## PAGE TEXT
______
Just. Me.


HAPPY NEW YEAR!

I woke up today feeling like I was on a fresh page. Normally I am indifferent to the new year and my birthdays, but for some reason today I felt really positive about it being 2015. Let's see what lies ahead!

This is another one of those looks that I photographed in Madrid, but couldn't post it because my other mac crashed. But here it is, and I am very happy to finally be sharing!


This outfit is very true to my style. It's girly and fun. 


This lace skirt was one of the many sale items I ordered from Asos Curve before Christmas. It's a bit big, but I can make it work. The black body suit was also purchased via Asos Curve. 

  

The blazer however, is from a Chino on Plaza Cristo Rey back in Madrid and it was only 6 euros. Total bargain!


As for my New Years resolutions - I hadn't really made any in years. But for 2015 I want to make a few.
______
Entries from a dataset:
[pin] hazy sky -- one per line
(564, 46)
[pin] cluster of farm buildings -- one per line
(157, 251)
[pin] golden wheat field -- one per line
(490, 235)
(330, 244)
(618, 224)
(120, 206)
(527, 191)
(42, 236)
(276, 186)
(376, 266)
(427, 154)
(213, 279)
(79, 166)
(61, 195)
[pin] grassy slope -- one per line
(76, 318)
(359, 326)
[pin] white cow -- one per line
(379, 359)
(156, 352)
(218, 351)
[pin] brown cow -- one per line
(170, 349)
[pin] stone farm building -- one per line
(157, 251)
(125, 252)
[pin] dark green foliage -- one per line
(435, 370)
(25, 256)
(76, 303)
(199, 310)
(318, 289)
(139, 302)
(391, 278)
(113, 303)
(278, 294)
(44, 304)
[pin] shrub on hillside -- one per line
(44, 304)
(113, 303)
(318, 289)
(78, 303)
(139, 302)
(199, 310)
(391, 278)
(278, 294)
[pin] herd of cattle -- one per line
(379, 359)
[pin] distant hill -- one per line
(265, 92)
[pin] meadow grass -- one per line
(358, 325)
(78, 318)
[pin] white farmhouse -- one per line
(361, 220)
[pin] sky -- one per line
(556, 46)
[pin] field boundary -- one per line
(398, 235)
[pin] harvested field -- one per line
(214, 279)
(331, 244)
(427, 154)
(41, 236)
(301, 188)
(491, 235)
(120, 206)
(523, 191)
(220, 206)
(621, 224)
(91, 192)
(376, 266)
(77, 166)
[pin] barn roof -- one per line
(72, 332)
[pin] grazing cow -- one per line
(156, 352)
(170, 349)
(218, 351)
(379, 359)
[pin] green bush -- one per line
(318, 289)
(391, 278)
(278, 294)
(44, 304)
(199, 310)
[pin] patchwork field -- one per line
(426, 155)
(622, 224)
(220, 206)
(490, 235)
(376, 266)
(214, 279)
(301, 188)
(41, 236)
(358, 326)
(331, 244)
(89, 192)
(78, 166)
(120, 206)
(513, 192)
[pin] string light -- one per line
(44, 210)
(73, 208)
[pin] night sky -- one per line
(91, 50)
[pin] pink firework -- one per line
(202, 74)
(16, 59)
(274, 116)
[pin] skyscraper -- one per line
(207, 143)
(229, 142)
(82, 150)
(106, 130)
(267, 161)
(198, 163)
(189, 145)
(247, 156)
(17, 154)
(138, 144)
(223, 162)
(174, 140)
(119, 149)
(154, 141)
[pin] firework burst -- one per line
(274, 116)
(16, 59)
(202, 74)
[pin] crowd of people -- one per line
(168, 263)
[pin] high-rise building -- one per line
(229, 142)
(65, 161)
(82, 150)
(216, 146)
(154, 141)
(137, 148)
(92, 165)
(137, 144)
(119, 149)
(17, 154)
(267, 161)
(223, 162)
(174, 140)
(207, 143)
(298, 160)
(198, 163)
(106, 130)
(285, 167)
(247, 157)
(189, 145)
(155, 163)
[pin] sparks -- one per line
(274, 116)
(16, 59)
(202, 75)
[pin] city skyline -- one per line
______
## PROBLEMS TO WORK ON
a) Answer these questions using the blog post:
(i) From which retailer was the lace skirt ordered?
(ii) How much did the blazer cost?
(iii) Why couldn't the Madrid look be posted earlier?
b) Copy the stretch of the blog post from "This lace skirt" through "via Asos Curve." word for word.

## ANSWERS BELOW
a)
(i) Asos Curve
(ii) 6 euros
(iii) The other mac crashed.

b)
This lace skirt was one of the many sale items I ordered from Asos Curve before Christmas. It's a bit big, but I can make it work. The black body suit was also purchased via Asos Curve.